What is expected:
Beginning at the line containing "see the image above? find the wooden" and continuing to the end of the records below, give each line again exactly as it stands, and only those lines.

Data to use:
★ ★ ★ ★
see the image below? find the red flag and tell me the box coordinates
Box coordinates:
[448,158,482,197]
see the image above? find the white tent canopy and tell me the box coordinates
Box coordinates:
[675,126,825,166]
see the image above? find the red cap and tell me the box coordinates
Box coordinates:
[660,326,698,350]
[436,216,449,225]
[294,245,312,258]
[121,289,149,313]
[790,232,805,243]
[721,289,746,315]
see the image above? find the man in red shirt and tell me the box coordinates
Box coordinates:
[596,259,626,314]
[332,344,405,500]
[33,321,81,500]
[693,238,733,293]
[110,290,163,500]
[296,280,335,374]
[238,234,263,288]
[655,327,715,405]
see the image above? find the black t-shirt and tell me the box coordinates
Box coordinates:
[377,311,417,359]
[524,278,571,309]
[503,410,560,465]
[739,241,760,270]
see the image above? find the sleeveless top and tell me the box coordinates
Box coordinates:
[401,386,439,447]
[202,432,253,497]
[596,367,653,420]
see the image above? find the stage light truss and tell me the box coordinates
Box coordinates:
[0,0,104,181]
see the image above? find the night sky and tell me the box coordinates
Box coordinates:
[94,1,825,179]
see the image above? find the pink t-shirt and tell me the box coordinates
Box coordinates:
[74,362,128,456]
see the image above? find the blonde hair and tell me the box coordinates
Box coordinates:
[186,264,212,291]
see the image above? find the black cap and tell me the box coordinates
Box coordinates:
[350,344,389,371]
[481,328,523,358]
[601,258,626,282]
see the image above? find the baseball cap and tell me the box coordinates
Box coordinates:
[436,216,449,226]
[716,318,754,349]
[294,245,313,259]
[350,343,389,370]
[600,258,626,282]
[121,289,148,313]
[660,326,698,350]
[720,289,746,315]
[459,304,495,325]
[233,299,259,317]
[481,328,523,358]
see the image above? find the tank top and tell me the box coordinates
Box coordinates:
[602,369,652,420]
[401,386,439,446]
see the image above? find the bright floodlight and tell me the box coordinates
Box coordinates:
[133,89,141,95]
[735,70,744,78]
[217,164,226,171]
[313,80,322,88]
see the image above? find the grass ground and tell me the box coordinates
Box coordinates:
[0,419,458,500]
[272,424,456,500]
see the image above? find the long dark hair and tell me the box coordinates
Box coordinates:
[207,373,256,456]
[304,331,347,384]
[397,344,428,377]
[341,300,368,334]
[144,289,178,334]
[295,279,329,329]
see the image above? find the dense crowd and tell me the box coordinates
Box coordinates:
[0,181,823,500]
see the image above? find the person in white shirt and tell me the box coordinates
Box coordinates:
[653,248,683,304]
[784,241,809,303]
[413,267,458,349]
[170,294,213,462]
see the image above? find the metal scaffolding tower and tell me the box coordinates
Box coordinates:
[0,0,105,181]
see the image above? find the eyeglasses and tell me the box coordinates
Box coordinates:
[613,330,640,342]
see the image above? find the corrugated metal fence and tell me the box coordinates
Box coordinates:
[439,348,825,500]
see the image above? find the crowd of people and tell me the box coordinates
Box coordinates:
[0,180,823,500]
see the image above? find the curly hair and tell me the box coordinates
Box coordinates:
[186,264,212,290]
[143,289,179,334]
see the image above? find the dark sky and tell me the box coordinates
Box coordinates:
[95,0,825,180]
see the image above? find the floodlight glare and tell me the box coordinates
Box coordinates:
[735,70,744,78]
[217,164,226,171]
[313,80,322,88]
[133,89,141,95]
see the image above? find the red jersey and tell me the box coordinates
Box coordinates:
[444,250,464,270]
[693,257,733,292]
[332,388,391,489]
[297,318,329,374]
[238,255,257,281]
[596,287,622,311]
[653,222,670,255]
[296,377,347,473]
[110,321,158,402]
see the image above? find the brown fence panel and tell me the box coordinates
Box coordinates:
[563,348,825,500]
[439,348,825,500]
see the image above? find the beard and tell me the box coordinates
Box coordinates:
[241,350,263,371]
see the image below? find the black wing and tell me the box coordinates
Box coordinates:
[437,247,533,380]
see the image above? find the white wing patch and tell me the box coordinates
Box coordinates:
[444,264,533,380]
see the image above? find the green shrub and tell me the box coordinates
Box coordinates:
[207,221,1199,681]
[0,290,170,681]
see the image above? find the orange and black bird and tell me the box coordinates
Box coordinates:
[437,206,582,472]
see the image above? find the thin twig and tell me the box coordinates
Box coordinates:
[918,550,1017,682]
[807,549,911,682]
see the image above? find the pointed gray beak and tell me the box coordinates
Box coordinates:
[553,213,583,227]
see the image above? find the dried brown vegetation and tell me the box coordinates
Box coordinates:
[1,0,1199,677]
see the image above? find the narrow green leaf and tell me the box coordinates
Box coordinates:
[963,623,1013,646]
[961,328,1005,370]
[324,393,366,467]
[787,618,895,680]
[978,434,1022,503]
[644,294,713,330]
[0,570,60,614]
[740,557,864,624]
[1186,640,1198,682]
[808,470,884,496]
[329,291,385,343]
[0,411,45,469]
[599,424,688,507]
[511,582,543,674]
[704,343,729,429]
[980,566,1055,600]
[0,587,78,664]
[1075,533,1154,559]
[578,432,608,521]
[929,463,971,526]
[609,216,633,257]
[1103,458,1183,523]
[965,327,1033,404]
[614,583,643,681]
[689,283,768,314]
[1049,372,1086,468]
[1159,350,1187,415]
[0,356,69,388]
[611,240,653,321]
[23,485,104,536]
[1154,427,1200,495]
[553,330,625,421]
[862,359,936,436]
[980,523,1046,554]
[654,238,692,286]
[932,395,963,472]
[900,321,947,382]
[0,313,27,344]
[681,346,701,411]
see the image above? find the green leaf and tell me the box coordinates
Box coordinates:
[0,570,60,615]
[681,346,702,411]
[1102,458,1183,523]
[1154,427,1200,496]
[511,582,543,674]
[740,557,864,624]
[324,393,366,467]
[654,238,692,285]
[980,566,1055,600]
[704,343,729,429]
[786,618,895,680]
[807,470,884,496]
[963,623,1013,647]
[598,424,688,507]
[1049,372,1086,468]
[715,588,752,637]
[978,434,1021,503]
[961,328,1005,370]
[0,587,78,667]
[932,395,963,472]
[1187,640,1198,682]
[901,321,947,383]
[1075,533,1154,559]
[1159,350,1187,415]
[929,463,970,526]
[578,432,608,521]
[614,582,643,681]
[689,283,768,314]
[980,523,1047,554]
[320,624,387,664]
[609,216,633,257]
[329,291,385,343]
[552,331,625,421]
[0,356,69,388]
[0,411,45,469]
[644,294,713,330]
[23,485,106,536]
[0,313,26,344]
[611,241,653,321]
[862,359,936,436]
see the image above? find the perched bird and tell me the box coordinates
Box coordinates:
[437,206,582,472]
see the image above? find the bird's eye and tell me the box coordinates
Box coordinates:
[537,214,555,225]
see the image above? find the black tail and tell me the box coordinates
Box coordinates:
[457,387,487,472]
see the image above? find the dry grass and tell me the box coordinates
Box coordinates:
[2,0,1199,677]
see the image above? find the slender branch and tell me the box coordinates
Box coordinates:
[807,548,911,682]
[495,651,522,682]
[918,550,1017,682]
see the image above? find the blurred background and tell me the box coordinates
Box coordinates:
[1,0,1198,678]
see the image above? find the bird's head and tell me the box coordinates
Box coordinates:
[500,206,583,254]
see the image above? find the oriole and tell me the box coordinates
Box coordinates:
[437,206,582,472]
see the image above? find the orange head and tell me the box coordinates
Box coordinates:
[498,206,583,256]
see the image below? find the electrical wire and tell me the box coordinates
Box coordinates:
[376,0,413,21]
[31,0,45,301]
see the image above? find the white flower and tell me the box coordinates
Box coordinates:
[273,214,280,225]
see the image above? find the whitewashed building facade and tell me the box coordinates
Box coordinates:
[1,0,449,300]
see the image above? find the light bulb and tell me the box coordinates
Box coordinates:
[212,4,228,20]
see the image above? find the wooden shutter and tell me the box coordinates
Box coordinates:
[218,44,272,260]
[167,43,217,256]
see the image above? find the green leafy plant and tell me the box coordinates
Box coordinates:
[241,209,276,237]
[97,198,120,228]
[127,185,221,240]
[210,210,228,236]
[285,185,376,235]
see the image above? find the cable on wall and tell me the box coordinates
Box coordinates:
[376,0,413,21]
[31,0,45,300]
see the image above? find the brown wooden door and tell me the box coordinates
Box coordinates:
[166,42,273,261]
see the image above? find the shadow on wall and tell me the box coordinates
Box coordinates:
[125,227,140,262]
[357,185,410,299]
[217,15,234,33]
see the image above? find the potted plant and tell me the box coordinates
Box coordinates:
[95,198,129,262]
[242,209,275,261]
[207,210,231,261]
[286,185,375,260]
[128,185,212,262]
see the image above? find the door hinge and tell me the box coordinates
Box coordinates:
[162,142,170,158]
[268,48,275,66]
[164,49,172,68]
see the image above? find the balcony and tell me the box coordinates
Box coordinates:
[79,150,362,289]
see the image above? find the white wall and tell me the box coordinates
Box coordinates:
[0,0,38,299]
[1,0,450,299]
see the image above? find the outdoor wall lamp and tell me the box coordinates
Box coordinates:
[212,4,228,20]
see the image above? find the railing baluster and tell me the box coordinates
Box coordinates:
★ ★ ★ ★
Result below:
see the image above? find the wooden shutter and tell me the box coordinates
Box coordinates:
[218,44,272,260]
[167,43,217,256]
see the image above? find the green leafy plant and tell me the box coordinates
Box coordinates:
[241,209,276,237]
[97,198,120,228]
[127,185,221,240]
[210,210,228,236]
[285,185,376,235]
see the image above? find the cable on wall and tell me the box coordinates
Box coordinates:
[376,0,413,21]
[31,0,45,300]
see the image above? find the brown wooden door and tell me the box coordinates
Box coordinates:
[166,42,273,261]
see the image above? find the shadow on wall and tell me the box coordinates
Box coordinates:
[125,227,140,262]
[357,185,410,299]
[217,15,234,33]
see the image above? find the potted plant and tell me the box coordinates
Box coordinates:
[95,198,129,262]
[242,209,275,261]
[207,210,231,261]
[286,185,375,260]
[128,185,212,262]
see the image above? find the door hinge and tell me the box coordinates
Box coordinates:
[162,142,170,158]
[268,48,275,66]
[164,49,172,68]
see the image above? find the balcony and tell me the box coordinates
Box coordinates:
[79,150,362,289]
see the image above? find the white wall and tell me the box coordinates
Box coordinates:
[0,0,38,299]
[1,0,450,299]
see the image above? find the outdoor wall lamp and tell me the box coordinates
Box coordinates:
[212,4,228,20]
see the image above? find the railing baluster and tell me the box coordinates
Box coordinates:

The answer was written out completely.